• WHAT IS BEING ASKED: What you should copy is the line containing "Can you find the recessed" and all lines after it in the entries below, exactly and without anything added.

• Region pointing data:
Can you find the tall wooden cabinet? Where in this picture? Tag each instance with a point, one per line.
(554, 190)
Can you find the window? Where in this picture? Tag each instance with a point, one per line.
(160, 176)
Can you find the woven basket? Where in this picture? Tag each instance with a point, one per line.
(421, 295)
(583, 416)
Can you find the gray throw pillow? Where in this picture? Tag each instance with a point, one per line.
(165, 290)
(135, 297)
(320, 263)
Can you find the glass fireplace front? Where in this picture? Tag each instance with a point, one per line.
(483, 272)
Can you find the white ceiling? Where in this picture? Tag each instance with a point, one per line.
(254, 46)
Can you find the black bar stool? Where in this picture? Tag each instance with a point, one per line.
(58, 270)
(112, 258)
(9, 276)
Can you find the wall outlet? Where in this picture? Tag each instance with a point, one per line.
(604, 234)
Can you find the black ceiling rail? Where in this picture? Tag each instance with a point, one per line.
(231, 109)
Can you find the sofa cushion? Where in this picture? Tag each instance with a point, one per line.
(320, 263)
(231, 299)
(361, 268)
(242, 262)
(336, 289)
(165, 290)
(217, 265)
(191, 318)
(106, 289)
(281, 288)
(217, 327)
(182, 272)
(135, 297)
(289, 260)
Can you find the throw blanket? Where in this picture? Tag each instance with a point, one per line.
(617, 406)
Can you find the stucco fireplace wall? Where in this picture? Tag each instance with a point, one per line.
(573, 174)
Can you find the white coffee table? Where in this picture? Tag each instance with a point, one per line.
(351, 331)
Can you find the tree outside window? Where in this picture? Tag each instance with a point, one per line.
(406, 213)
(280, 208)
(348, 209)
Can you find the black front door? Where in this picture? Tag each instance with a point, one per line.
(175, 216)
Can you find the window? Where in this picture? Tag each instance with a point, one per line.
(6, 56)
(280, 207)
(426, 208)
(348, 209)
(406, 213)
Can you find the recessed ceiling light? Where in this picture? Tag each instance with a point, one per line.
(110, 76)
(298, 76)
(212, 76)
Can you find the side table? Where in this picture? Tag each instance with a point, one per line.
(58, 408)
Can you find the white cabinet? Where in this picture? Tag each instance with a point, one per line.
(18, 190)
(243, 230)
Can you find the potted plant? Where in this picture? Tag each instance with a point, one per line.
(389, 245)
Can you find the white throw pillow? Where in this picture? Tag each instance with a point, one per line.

• WRITTEN RESPONSE:
Can you find the recessed ceiling light? Where in this picture? Tag each instance with a point, one per line.
(110, 76)
(298, 76)
(212, 76)
Can you find the side table? Where in this picture? Tag each instance with a point, one per line.
(58, 408)
Can you find the white cabinet? Where in this picture? Tag each instance with a point, one per line.
(18, 190)
(243, 230)
Can you find the potted plant? Where in this picture? Tag each instance with a point, one per line.
(389, 245)
Can you find the white throw pillow? Where in this picture? Tag each instance with a point, one per line.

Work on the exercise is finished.